Stored data entries:
┄┄┄┄┄┄

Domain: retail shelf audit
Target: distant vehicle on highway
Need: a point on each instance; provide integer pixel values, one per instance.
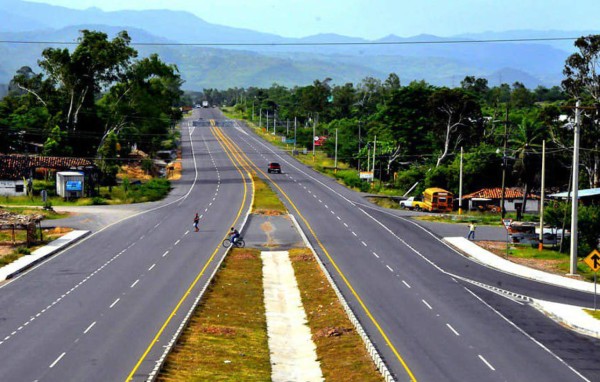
(437, 199)
(412, 203)
(274, 167)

┄┄┄┄┄┄

ASSIGNMENT: The expected output is each entry given again word for word, with pictures dropped.

EXERCISE SOLUTION:
Domain: retail shelf audit
Target: distant vehicle on highway
Need: a point on each instance; provide integer pixel values, one per instance.
(437, 199)
(412, 203)
(274, 167)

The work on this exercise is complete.